Reproduce all entries precisely as they are written.

___ MATERIAL PROVIDED

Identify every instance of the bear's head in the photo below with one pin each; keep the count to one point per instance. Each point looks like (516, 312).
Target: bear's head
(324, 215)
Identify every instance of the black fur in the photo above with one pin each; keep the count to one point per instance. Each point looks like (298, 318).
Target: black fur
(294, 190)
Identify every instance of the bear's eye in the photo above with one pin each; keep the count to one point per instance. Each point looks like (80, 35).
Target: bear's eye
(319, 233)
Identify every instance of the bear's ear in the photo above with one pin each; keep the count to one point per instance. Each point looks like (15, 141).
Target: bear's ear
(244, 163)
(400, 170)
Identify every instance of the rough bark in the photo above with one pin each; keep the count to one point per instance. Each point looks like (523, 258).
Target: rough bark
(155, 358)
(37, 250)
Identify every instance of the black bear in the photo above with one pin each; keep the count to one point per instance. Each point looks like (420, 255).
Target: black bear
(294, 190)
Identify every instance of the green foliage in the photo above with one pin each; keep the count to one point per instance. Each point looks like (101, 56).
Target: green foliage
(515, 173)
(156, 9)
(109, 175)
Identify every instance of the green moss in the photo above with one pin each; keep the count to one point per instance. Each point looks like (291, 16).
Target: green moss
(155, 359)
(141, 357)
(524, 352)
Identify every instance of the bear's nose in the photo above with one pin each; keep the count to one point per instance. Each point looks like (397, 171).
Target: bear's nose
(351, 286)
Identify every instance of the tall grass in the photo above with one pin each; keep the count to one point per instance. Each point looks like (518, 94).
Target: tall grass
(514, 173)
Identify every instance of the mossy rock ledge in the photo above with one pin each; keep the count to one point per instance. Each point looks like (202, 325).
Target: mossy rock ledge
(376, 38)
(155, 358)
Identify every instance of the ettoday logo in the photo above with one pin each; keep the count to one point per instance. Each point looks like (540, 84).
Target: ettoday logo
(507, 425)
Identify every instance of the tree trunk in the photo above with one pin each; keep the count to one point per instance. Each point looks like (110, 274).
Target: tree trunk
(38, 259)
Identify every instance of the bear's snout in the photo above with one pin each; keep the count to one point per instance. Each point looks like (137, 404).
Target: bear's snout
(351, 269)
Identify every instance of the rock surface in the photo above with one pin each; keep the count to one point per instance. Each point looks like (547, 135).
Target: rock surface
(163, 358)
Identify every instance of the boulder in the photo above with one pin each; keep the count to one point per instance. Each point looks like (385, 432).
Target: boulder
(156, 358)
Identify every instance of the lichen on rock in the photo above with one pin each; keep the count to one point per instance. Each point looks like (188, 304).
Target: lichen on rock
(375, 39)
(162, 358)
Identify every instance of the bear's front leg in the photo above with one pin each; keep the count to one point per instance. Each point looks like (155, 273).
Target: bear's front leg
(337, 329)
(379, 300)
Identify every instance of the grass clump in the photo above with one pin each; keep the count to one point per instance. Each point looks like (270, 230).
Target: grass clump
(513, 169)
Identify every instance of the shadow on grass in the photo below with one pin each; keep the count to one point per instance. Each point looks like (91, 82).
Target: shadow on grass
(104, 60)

______

* RESPONSE BELOW
Identify every instance of the bear's head in the photo below with one pin each; keep the count to one point per instance. Each point looks like (516, 312).
Target: bear's head
(324, 215)
Identify every instance of the black fur in the photo above with one pin each; keep the count to one point per instance. Each point looks like (298, 318).
Target: black fur
(294, 190)
Identify every instance of the bear's eye in the photo above with one pin each; keep the count to one point per instance. Each point looks like (80, 35).
Target: bear's eye
(319, 233)
Identify every instance of the bear's ear in the photo above with one pin each; keep the count to one point per instance. Each point looks like (15, 141).
Target: bear's ear
(244, 163)
(400, 170)
Identify every instance of the rough bark in the photo above with one pin each; keep the count to one point per instance. Each point looks like (523, 258).
Target: rough bark
(155, 358)
(37, 250)
Identify every instance of the black bear in the photo above with one pin each; keep the count to one point per instance. Each point looks like (420, 255).
Target: black bear
(294, 190)
Identify every instance of the green foliage in the photo above with one pin each; keep the count to one point per instance. Each point looks like (101, 56).
Target: green foliage
(515, 173)
(156, 9)
(109, 175)
Identify every instance of the green moss in the photo above with one pin each; keep the count to one point per instance. Each point looks like (291, 16).
Target: green moss
(155, 359)
(141, 357)
(524, 352)
Identify every instance of the bear's nose in the photo above with one pin each; keep the count to one point per instance. Each point looks like (397, 171).
Target: bear's nose
(351, 286)
Identify every instance of the tall grass in the photo above with one pin each; keep the count to one point per instance. Each point looks like (518, 94).
Target: tall grass
(514, 173)
Identify every instance of the mossy rock ledge in the photo above with one pin each; keep the count to one point per instance. Each point looks like (202, 325).
Target: mossy rock ledge
(376, 38)
(155, 358)
Identify every instance of the ettoday logo in the photo above with one pin each; keep the count to one point per instance. Each point looks like (540, 84).
Target: ettoday logo
(507, 425)
Identify every instance of the tree trunk in the photo above with one pin each; keep the count to one point per instance. Each point looks like (110, 274).
Target: tree trunk
(38, 259)
Identify every instance of the bear's snout in the photo above with one pin each; keep the count to one point per instance. Each point looks like (137, 404).
Target: bear's snout
(351, 269)
Identify every instance of the rock surface in the photo above with one pin each; keep the count to one point per instance. Each point looks like (547, 135).
Target: rock surface
(163, 358)
Identify every instance of the boulder in the photo above with one pin each; keep the count to one point per instance. Each point looks like (385, 432).
Target: boulder
(156, 358)
Identify every instance of the lichen on rock in the photo above with one pin each; keep the count to one point per instance. Each point looks like (188, 304).
Target: lichen on rock
(375, 39)
(162, 358)
Identify every instance of the bear's front leg in the photo above with one pin each; keep the count to one point per instance. Each point looks like (155, 273).
Target: bear's front leg
(337, 329)
(379, 300)
Identify every instance of the grass clump in the photo above with one pin each; keep the count to one point per instance. Each point looks like (270, 230).
Target: grass clump
(513, 169)
Identify every instance of the shadow on grass in the photo below with one pin each; keep the count to one point per instance. Each point looks like (91, 82).
Target: shadow on grass
(104, 60)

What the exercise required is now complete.